### What you should do
Switch "small blue road sign" to "small blue traffic sign" in everything from the start of the rows down to the line containing "x=291 y=268", and give those lines again with nothing else altered. Leave the pictures out of the answer.

### Raw records

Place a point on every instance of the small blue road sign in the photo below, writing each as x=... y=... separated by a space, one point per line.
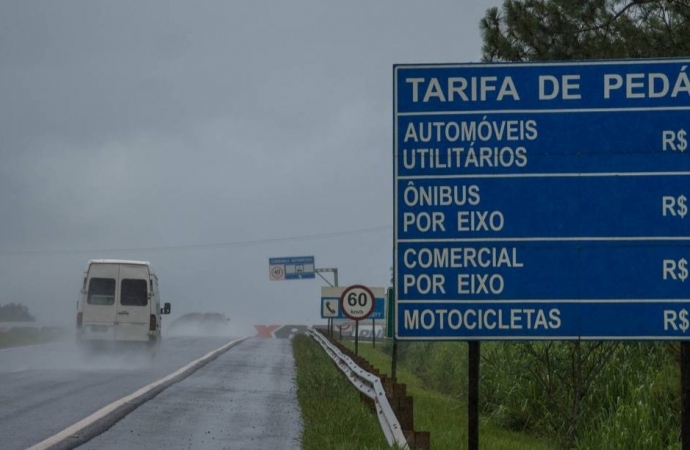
x=291 y=268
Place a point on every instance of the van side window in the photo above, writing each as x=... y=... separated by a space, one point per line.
x=101 y=291
x=133 y=293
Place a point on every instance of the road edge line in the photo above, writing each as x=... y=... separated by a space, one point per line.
x=100 y=421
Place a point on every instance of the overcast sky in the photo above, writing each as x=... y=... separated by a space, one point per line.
x=161 y=124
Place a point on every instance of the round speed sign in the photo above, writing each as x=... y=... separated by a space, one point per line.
x=357 y=302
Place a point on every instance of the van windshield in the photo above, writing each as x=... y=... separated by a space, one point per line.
x=133 y=293
x=101 y=291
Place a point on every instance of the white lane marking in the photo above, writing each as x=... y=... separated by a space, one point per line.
x=20 y=347
x=77 y=427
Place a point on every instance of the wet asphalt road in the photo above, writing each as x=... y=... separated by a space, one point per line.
x=45 y=389
x=246 y=399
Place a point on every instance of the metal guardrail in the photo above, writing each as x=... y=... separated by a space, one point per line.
x=369 y=385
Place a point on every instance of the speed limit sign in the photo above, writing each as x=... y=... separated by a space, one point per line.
x=357 y=302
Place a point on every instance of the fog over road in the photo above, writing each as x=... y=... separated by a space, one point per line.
x=245 y=395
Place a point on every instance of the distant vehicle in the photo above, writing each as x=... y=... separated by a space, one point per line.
x=120 y=306
x=201 y=324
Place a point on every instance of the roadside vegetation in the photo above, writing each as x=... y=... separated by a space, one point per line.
x=443 y=412
x=334 y=416
x=613 y=396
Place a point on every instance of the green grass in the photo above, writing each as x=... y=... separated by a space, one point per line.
x=333 y=414
x=445 y=416
x=18 y=337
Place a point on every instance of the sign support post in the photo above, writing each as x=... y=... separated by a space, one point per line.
x=373 y=333
x=473 y=397
x=685 y=395
x=357 y=337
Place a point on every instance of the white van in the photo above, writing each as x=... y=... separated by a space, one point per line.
x=120 y=305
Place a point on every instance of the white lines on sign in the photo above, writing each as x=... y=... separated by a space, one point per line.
x=546 y=175
x=541 y=111
x=476 y=302
x=103 y=412
x=680 y=61
x=547 y=239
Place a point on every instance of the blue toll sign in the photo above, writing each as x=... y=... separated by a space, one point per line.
x=542 y=200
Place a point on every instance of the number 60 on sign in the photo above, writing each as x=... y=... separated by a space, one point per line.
x=357 y=302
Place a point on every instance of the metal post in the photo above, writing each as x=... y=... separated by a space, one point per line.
x=373 y=333
x=473 y=397
x=394 y=359
x=685 y=395
x=356 y=337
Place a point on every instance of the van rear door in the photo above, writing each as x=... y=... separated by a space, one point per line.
x=99 y=305
x=133 y=308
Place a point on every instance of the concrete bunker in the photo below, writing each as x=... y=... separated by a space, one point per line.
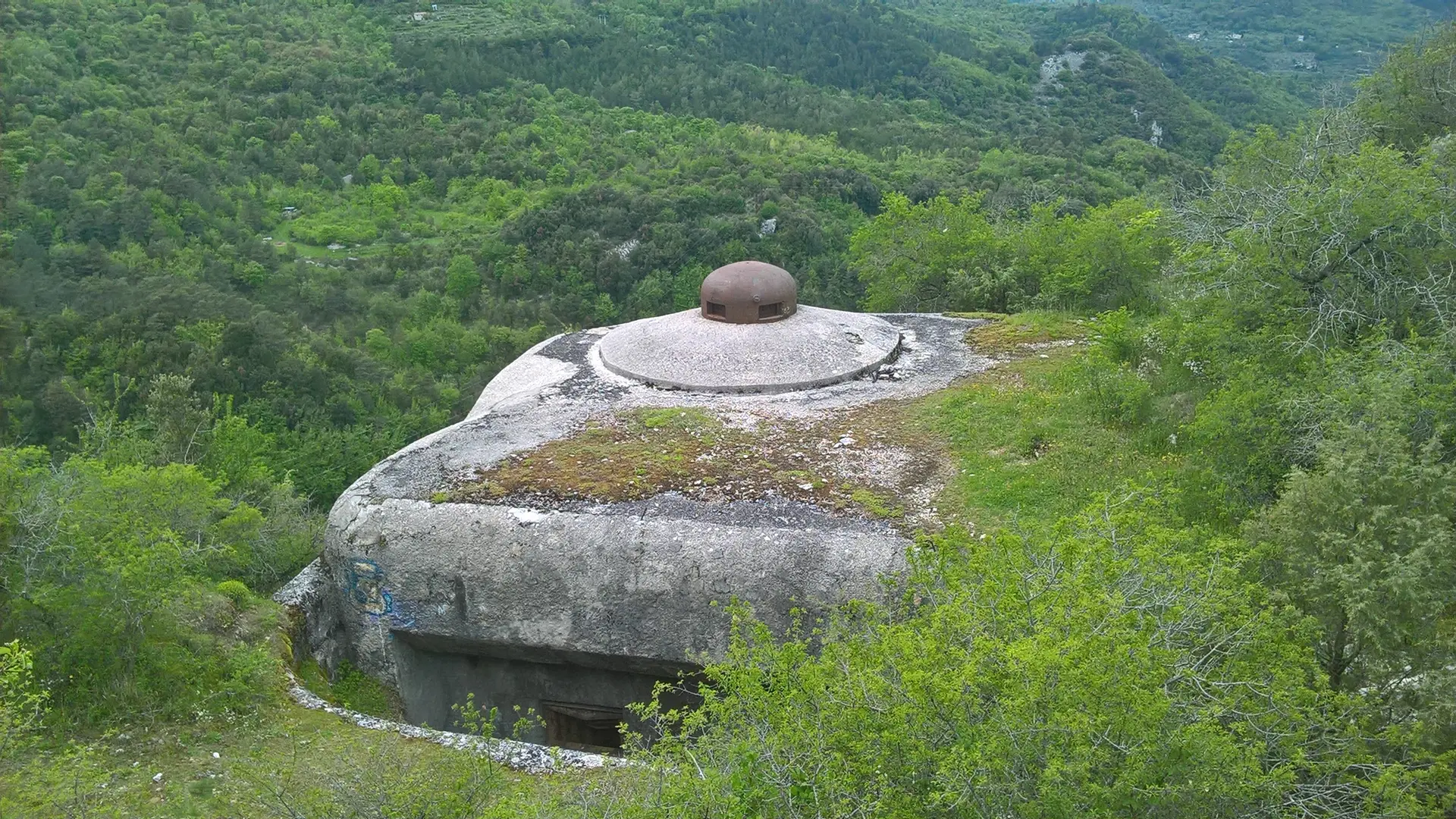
x=546 y=598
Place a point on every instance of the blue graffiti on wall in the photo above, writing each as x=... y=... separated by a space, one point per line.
x=367 y=588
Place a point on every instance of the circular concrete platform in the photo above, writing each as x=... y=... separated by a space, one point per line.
x=814 y=347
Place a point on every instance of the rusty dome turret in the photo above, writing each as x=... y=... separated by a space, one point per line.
x=748 y=293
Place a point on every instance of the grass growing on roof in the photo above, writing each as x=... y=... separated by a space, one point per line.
x=1028 y=445
x=1008 y=335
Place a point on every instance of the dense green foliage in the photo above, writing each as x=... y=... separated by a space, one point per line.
x=171 y=178
x=246 y=249
x=1310 y=41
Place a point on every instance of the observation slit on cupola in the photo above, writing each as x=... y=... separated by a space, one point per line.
x=748 y=293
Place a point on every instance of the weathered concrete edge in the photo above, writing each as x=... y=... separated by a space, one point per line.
x=752 y=388
x=519 y=755
x=302 y=595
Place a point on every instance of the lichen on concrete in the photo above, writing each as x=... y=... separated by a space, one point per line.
x=579 y=519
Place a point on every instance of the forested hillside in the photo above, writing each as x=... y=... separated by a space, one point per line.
x=246 y=249
x=177 y=177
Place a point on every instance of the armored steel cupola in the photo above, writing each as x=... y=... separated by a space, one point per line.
x=748 y=293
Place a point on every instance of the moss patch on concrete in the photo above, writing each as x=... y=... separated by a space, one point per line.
x=1021 y=333
x=859 y=461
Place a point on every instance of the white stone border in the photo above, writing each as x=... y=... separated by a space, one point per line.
x=519 y=755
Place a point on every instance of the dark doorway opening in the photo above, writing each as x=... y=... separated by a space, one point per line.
x=584 y=727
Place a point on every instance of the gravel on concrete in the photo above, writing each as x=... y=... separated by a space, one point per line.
x=811 y=349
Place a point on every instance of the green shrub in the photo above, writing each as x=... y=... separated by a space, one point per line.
x=22 y=700
x=112 y=582
x=1114 y=667
x=237 y=591
x=357 y=691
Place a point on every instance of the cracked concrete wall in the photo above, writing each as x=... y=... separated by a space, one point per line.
x=438 y=599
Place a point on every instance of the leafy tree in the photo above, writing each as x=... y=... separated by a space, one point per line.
x=1117 y=667
x=22 y=700
x=1366 y=542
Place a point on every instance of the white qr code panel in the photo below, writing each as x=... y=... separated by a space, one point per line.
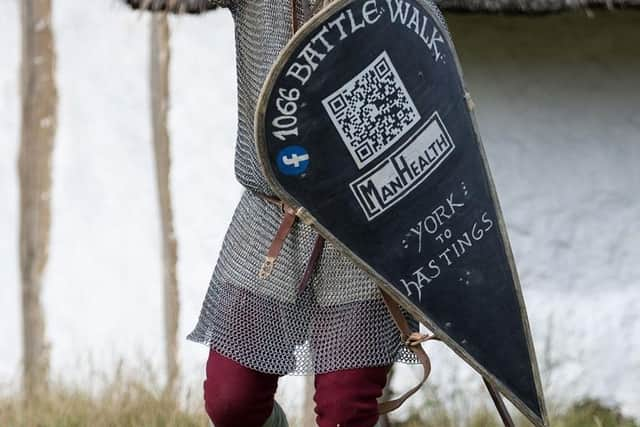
x=372 y=111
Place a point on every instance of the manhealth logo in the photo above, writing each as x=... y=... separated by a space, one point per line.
x=405 y=169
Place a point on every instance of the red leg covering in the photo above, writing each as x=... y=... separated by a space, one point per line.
x=236 y=396
x=349 y=398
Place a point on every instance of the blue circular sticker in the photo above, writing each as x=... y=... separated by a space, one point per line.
x=293 y=160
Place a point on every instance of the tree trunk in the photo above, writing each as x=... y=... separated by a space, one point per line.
x=159 y=62
x=39 y=100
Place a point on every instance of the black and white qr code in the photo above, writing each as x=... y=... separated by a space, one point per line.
x=372 y=111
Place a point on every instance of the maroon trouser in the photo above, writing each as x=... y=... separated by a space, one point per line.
x=236 y=396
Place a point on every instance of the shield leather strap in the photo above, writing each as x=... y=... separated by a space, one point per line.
x=412 y=340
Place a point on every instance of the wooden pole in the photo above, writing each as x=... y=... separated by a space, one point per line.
x=38 y=127
x=159 y=61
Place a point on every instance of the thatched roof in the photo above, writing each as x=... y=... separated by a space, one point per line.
x=538 y=6
x=512 y=6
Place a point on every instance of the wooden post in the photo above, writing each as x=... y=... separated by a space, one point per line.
x=38 y=127
x=159 y=68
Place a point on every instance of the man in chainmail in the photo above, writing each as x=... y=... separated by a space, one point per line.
x=260 y=328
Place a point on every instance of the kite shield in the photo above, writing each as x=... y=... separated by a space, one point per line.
x=364 y=126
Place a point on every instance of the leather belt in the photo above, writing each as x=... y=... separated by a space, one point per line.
x=288 y=220
x=412 y=340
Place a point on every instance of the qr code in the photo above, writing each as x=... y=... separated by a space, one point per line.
x=372 y=111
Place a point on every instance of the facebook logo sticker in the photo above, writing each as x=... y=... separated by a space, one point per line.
x=293 y=160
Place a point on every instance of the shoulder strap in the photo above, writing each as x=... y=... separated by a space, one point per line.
x=413 y=341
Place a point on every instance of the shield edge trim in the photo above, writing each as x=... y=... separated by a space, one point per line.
x=307 y=218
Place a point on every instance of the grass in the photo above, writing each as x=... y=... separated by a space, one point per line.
x=127 y=403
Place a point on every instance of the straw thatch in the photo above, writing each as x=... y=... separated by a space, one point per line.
x=536 y=6
x=507 y=6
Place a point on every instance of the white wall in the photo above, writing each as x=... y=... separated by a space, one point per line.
x=557 y=101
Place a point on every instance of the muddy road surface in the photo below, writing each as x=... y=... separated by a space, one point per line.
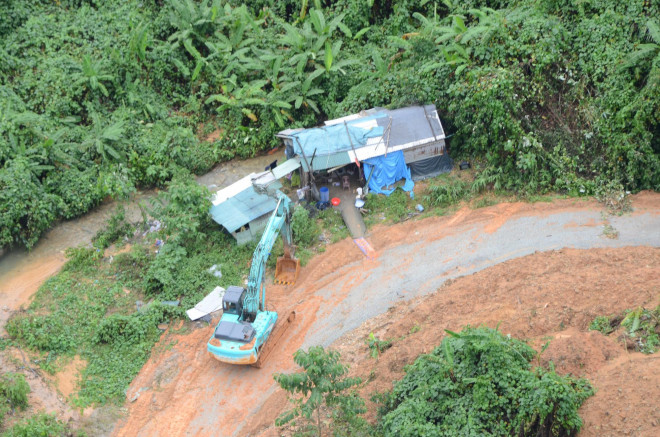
x=181 y=391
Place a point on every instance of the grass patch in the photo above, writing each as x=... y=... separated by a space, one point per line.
x=638 y=328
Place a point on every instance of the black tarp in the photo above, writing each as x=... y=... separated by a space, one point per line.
x=430 y=167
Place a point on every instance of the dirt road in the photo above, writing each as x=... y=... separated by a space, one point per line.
x=181 y=391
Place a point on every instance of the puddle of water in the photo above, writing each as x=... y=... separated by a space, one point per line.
x=22 y=272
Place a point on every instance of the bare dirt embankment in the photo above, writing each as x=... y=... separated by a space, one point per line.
x=555 y=294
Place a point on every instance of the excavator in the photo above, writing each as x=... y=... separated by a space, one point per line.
x=247 y=332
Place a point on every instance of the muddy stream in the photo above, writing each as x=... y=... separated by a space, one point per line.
x=22 y=271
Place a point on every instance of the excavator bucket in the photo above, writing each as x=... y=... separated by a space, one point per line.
x=286 y=270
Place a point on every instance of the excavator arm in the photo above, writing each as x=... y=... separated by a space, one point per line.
x=255 y=299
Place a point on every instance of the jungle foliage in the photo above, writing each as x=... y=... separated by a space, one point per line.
x=480 y=382
x=100 y=97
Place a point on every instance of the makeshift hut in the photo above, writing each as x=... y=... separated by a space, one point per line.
x=387 y=146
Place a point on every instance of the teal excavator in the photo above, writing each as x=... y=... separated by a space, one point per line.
x=247 y=332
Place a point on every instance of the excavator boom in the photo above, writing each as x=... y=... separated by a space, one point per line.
x=247 y=332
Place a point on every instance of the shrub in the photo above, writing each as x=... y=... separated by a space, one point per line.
x=481 y=382
x=323 y=384
x=116 y=228
x=14 y=390
x=447 y=193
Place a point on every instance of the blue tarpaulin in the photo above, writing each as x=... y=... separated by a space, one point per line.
x=386 y=171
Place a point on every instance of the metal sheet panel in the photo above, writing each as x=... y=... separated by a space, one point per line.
x=242 y=208
x=324 y=162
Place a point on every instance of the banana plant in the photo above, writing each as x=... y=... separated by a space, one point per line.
x=92 y=75
x=455 y=55
x=307 y=44
x=193 y=22
x=105 y=142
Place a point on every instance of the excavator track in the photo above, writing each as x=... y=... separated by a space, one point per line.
x=280 y=328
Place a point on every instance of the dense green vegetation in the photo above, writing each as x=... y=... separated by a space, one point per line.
x=477 y=382
x=98 y=98
x=480 y=382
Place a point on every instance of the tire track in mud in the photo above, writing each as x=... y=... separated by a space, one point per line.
x=339 y=290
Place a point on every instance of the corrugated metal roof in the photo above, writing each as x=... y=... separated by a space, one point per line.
x=286 y=167
x=402 y=129
x=326 y=161
x=239 y=204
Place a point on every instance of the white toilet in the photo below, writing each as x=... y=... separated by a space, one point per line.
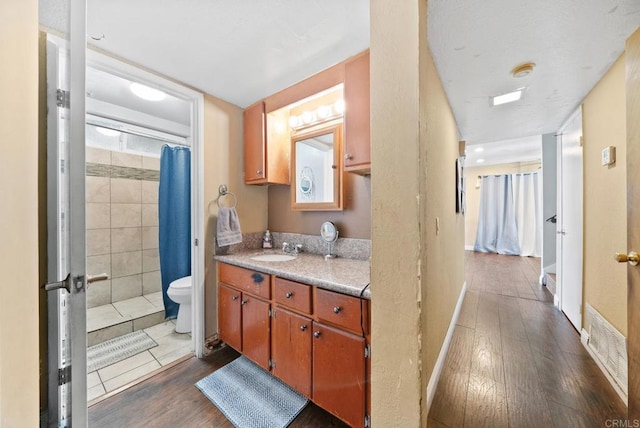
x=180 y=292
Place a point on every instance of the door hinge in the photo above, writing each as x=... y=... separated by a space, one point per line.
x=64 y=375
x=62 y=98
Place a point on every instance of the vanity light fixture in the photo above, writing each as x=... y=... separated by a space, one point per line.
x=108 y=132
x=146 y=92
x=509 y=97
x=322 y=114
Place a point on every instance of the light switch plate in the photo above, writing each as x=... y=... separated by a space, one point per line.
x=608 y=155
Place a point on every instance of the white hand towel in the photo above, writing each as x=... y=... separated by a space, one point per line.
x=228 y=227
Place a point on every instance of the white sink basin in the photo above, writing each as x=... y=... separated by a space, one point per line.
x=273 y=258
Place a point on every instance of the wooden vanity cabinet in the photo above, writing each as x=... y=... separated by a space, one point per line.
x=243 y=312
x=291 y=350
x=266 y=160
x=357 y=130
x=339 y=373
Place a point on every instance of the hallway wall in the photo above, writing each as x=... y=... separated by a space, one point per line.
x=223 y=161
x=605 y=198
x=19 y=188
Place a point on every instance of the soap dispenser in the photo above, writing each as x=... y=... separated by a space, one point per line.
x=266 y=240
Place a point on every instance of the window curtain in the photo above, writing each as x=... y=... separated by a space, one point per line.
x=527 y=198
x=174 y=215
x=497 y=231
x=510 y=216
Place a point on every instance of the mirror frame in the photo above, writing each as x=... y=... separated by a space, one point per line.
x=336 y=205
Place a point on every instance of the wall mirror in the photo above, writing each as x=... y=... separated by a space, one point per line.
x=316 y=182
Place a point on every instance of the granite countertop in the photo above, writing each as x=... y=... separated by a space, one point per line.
x=347 y=276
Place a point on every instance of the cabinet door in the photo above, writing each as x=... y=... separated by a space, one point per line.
x=291 y=350
x=256 y=330
x=254 y=144
x=357 y=134
x=339 y=373
x=229 y=317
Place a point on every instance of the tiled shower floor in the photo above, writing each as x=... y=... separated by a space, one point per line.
x=129 y=315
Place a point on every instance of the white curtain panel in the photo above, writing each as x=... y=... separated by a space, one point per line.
x=528 y=211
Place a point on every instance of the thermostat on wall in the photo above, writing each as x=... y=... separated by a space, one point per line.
x=608 y=155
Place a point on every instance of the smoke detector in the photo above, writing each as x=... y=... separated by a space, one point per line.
x=523 y=69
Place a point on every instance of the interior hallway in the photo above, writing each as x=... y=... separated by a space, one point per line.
x=515 y=360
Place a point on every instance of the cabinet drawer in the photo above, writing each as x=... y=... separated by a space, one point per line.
x=292 y=295
x=256 y=283
x=341 y=310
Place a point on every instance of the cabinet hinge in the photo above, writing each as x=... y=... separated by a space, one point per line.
x=64 y=375
x=62 y=98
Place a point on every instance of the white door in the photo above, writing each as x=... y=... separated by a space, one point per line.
x=66 y=223
x=569 y=225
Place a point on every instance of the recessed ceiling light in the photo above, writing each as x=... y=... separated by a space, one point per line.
x=147 y=93
x=509 y=97
x=108 y=132
x=523 y=69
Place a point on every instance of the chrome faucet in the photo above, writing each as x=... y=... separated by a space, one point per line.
x=291 y=248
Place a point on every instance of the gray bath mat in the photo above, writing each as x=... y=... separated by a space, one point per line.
x=250 y=397
x=110 y=352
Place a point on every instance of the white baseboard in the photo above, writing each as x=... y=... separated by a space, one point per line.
x=584 y=338
x=437 y=369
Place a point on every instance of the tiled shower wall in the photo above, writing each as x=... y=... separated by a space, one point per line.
x=122 y=225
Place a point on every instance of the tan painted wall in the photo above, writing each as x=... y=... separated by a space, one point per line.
x=223 y=160
x=19 y=220
x=444 y=255
x=473 y=195
x=395 y=223
x=352 y=222
x=605 y=201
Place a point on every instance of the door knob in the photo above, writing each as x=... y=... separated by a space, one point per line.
x=632 y=258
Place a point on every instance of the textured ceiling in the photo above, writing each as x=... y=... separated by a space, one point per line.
x=476 y=45
x=243 y=51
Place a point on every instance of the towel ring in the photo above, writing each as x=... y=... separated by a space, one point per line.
x=222 y=191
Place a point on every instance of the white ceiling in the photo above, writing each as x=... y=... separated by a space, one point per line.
x=243 y=51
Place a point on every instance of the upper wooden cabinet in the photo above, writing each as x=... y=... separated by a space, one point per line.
x=357 y=133
x=266 y=160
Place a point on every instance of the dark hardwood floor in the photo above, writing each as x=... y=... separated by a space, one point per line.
x=170 y=399
x=515 y=360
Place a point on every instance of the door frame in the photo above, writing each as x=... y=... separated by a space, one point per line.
x=561 y=220
x=127 y=71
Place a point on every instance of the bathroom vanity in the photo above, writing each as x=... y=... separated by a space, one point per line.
x=306 y=321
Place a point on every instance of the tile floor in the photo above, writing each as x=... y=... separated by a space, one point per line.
x=108 y=315
x=171 y=345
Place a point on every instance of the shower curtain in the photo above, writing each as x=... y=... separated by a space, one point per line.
x=174 y=215
x=497 y=231
x=510 y=217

### Expected answer
Place a point on every instance of the small blue traffic sign in the photo below, writing each as x=... y=... separated by a space, one point per line.
x=291 y=268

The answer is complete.